What the task asks: Arrange the lines of the listing below, from the line with "Practice. Place a point on every instance of the misty" to the line with "Target: dark foliage", both included, as a JSON list of strings with one string per line and blank lines left out.

(Items from a dataset)
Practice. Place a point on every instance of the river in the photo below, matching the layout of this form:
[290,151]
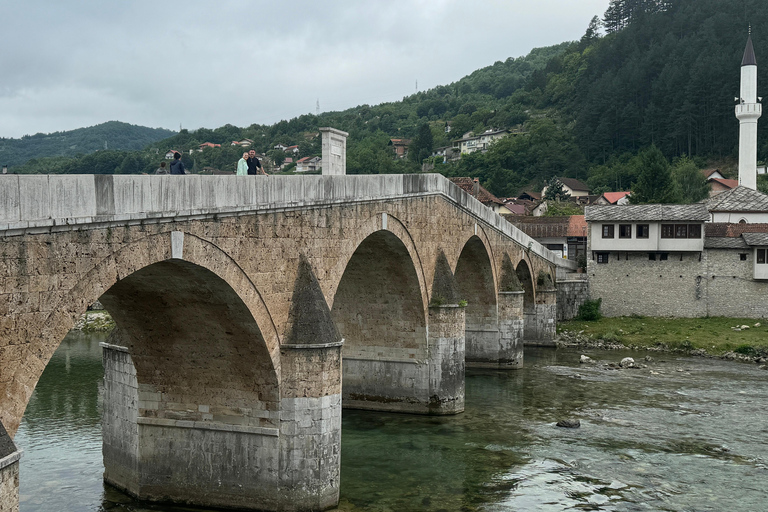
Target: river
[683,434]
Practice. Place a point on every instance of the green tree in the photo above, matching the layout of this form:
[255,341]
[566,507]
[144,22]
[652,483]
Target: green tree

==

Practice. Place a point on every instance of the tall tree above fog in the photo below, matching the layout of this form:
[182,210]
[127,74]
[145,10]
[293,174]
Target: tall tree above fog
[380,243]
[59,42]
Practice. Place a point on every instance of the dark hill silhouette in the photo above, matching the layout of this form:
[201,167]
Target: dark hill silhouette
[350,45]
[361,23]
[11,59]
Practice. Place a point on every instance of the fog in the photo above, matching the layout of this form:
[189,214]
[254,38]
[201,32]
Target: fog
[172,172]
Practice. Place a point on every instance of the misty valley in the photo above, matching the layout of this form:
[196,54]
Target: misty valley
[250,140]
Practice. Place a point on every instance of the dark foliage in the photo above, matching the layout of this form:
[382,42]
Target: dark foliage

Complete response:
[
  "Practice. Place a point on every instance of the misty valley in the photo above, matching the layout of this form:",
  "[196,54]",
  "Target: misty valley",
  "[250,140]",
  "Practice. Place a point on every instance of the dark foliage in the photo above, matching the layout of this form:",
  "[382,42]",
  "Target: dark foliage"
]